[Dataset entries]

* * * * * * * * *

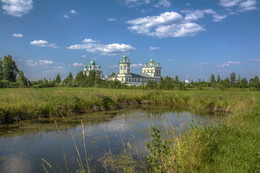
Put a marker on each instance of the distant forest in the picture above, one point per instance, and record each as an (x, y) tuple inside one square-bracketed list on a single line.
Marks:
[(12, 77)]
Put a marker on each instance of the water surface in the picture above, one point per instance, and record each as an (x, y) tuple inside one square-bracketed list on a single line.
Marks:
[(23, 146)]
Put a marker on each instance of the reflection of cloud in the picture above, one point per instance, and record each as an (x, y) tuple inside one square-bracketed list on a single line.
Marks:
[(17, 164)]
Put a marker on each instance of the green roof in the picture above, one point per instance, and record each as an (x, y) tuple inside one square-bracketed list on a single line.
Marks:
[(92, 62)]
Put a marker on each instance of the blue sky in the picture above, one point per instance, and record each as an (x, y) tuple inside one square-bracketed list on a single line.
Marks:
[(194, 38)]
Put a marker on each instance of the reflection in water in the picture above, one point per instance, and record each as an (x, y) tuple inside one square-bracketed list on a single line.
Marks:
[(43, 141)]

* * * * * * * * *

* Exercise aim *
Quote all the lines above exactly as given. Do not include the pictures.

* Solution to this problem *
Put a marker on each instance of the distant forest in the picture above, one point per instance, and record each as an (x, y) tuple inside one square-bracketed list on a single line.
Marks:
[(12, 77)]
Put a marker on each instance of the water surface in the picture above, one point per instance, and record each as an (x, y) tuple inside one square-bracketed list on a single line.
Marks:
[(23, 146)]
Put a marker on each instance of the reflection of cloud in the picture above, one point per instance, and record each as an (x, y) tuple inside one square-bracketed list on a single line.
Marks:
[(17, 164)]
Put a marker on each instance of the green roof in the picture above, one point per instance, and record each as an (x, y) tuple inside one square-bracketed list on a single line.
Marks:
[(92, 62)]
Put a marker on each instance of the blue sky in the picture above, one point per instance, and record each as an (x, y) tuple inside one square-bracketed list on a single line.
Marks:
[(194, 38)]
Put a marker on each instance of the reflection in water in the picture above, one point per instance, and record each as an (x, y) tuple inside one square-bracketed list on a single line.
Marks:
[(43, 141)]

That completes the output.